◆ **Selected passage**
Is it time to step in and take a more active role in your parents’ daily lives? This question of aging and risk represents a common quandary experienced by adult children when their parents’ daily routines begin to change due to alterations in physical health, functional ability, and/or cognitive processing. It is a question fraught with social, moral, ethical, and legal considerations which can make the children feel like they are walking a tightrope.
A question or suggestion from a child which casts doubt on a parent’s ability to independently make decisions and/or carry out daily activities can elicit a wide range of reactions from the parent. Some parents may feel a sense of relief and readily accept assistance. Others may feel threatened or be unable or unwilling to objectively evaluate their situation and react with uncertainty, resignation, resistance, or outrage.
For the parents who may be reading this article, consider that the most likely reason your children are seeking involvement is that they love you and naturally want to protect you. The challenges arise when parents and children have differing opinions about how much risk is an acceptable part of daily life.

◆ **Assigned task**
Carry on the piece about aging parents and risk, picking up right after its last sentence. The entries come from a separate source.

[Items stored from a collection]
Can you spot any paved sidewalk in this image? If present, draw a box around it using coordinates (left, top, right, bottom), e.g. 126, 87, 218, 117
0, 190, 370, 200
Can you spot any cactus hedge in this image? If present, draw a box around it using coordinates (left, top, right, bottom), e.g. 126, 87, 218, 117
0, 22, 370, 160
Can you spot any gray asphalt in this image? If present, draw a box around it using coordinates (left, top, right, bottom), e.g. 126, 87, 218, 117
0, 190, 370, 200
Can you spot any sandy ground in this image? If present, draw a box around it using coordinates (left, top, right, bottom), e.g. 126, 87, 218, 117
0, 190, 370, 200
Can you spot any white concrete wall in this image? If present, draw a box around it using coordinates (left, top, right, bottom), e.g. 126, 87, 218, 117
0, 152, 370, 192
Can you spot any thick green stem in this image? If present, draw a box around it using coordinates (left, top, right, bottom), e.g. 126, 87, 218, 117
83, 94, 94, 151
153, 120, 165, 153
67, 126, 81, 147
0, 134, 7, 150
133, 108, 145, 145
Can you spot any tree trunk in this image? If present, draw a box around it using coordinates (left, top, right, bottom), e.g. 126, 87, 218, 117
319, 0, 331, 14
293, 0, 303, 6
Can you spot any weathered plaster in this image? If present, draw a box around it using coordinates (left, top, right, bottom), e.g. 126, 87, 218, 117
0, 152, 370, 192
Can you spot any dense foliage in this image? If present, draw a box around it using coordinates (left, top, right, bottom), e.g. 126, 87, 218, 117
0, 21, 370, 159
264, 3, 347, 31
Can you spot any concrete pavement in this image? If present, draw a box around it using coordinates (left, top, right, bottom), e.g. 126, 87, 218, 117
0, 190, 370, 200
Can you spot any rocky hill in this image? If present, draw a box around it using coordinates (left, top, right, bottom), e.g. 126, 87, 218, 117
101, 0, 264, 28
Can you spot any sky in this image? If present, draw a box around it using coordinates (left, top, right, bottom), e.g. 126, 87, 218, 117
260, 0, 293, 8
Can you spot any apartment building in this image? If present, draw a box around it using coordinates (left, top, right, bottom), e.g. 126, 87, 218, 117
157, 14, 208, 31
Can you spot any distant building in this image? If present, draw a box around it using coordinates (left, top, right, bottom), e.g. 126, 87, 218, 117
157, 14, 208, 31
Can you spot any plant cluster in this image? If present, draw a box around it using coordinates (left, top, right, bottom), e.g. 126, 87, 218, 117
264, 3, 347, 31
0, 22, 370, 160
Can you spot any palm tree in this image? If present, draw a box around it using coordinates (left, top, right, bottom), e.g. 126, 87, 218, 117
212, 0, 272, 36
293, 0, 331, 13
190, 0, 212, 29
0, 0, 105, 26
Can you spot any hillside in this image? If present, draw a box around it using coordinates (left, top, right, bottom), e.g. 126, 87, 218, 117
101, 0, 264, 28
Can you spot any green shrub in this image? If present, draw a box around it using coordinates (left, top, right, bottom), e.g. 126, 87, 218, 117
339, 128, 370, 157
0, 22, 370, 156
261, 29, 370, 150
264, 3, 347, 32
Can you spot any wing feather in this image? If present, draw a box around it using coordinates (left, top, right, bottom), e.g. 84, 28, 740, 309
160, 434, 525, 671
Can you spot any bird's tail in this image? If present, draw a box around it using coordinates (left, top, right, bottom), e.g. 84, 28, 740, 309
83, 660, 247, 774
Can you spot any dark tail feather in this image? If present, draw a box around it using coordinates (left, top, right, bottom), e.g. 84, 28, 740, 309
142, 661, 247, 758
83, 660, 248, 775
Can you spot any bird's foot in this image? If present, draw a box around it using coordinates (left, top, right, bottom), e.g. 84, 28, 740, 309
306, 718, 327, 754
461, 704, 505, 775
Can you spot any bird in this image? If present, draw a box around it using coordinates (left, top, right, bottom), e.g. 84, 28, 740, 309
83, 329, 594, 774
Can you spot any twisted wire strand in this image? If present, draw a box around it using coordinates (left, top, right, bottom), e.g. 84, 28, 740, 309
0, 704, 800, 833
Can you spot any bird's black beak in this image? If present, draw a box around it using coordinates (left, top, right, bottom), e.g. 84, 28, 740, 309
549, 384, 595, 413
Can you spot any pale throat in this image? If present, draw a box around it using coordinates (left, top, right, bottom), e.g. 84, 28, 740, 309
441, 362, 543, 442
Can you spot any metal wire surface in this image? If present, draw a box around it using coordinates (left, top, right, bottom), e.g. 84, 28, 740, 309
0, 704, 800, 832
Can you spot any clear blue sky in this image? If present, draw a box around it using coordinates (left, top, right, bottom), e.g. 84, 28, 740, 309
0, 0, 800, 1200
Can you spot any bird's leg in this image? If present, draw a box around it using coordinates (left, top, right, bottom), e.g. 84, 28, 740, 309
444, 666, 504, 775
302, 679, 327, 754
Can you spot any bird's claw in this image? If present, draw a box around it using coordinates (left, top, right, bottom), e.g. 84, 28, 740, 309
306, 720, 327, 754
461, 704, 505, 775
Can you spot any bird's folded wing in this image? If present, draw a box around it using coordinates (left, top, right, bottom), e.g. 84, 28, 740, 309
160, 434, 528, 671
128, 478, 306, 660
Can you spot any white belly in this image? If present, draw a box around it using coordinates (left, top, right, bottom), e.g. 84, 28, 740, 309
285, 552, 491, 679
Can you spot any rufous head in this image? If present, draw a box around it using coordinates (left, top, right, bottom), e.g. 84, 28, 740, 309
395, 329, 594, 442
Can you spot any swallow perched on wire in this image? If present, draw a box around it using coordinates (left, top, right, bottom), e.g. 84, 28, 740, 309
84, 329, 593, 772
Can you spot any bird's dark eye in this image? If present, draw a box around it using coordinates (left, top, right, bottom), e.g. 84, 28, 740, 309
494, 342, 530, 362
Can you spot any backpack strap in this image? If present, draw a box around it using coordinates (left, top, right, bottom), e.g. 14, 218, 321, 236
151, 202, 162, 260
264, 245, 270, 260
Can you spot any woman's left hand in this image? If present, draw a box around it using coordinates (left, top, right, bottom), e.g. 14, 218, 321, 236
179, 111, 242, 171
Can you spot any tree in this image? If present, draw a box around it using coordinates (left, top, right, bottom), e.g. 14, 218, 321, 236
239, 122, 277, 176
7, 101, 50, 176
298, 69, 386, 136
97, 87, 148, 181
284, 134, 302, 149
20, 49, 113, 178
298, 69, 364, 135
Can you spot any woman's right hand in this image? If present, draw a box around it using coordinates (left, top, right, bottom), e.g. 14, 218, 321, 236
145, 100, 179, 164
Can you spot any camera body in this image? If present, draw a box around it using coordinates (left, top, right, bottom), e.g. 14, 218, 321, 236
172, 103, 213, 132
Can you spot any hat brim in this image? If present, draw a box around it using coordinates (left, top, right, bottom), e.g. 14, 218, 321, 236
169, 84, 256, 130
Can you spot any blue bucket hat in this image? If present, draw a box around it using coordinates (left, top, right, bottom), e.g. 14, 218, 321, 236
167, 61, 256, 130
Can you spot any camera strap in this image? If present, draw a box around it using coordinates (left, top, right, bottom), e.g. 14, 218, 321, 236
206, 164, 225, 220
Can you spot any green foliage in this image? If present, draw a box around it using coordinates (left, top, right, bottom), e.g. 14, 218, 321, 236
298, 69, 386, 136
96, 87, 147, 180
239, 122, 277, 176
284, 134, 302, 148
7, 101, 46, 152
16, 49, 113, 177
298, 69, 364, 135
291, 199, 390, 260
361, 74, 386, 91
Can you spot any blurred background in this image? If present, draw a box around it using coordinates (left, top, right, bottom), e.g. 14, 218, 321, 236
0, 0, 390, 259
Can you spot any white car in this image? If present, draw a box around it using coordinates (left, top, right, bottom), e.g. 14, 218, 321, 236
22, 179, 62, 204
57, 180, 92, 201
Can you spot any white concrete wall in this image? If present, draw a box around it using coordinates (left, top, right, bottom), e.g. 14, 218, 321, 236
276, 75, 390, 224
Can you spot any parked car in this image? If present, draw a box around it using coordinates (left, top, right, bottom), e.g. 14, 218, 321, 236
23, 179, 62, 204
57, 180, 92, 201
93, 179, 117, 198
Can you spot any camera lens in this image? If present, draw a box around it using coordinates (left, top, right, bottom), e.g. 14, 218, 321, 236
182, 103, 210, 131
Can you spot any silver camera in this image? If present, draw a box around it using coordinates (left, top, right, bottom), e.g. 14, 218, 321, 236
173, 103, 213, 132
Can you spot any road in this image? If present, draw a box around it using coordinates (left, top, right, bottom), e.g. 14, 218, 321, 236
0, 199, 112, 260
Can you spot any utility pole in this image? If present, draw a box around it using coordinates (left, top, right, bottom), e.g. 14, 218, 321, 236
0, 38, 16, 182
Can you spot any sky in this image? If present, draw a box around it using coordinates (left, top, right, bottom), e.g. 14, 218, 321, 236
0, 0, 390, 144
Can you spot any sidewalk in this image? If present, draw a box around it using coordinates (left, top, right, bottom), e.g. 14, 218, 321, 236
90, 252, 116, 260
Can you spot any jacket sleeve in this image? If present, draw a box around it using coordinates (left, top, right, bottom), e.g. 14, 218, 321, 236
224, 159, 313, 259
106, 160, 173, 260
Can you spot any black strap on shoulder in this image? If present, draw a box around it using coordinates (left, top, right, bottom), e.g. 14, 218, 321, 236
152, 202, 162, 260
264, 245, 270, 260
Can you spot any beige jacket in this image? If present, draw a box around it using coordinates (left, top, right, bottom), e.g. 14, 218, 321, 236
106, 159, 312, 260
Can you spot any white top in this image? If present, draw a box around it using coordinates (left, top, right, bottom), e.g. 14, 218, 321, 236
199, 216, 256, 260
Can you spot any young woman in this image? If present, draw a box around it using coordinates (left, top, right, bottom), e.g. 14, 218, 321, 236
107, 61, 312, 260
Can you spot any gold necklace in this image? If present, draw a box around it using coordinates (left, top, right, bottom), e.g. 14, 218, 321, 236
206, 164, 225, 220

◆ **Exercise answer**
The level of risk (susceptibility, danger, loss, peril, and/or a hazard) associated with an action or lack of action is an aspect of life which influences our decisions and behavior. We routinely accept certain risks without really thinking about them, such as traveling in a car. Other risks are optional and are embraced by some while easily avoided by others, such as mountain climbing.
A common term within the realm of financial planning is “risk tolerance”, or how much of a loss an individual is willing to accept as part of a financial investment strategy. Risk tolerance can also be applied to daily life.
When physical or cognitive changes alter the level of risk in an individual’s home environment and with a daily routine, the management of risk becomes more complex. A change in functioning may occur, but the parent may express a preference to “do it myself” or have strong feelings about remaining in the family home “no matter what.” The parent’s and the child’s opinions about the level of risk may conflict at this point.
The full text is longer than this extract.